Exercise:
Can you pull out each line of the data below that includes the word "every"?

Data:
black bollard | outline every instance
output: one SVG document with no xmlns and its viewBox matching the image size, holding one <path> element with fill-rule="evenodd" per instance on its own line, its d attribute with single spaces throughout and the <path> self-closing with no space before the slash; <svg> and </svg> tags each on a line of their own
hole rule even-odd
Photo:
==
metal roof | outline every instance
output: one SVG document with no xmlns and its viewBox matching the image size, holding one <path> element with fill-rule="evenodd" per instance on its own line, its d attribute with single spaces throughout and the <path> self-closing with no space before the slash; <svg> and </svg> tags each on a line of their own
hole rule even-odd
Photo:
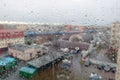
--
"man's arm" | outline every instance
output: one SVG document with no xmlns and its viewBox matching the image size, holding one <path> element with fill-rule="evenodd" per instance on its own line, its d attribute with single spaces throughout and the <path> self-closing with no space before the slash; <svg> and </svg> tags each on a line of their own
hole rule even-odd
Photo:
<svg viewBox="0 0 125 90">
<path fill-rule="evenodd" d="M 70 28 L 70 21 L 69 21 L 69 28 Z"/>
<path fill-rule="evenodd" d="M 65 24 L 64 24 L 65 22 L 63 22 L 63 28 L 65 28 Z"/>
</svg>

Your solution:
black bollard | outline every instance
metal roof | outline every instance
"man's arm" | outline every instance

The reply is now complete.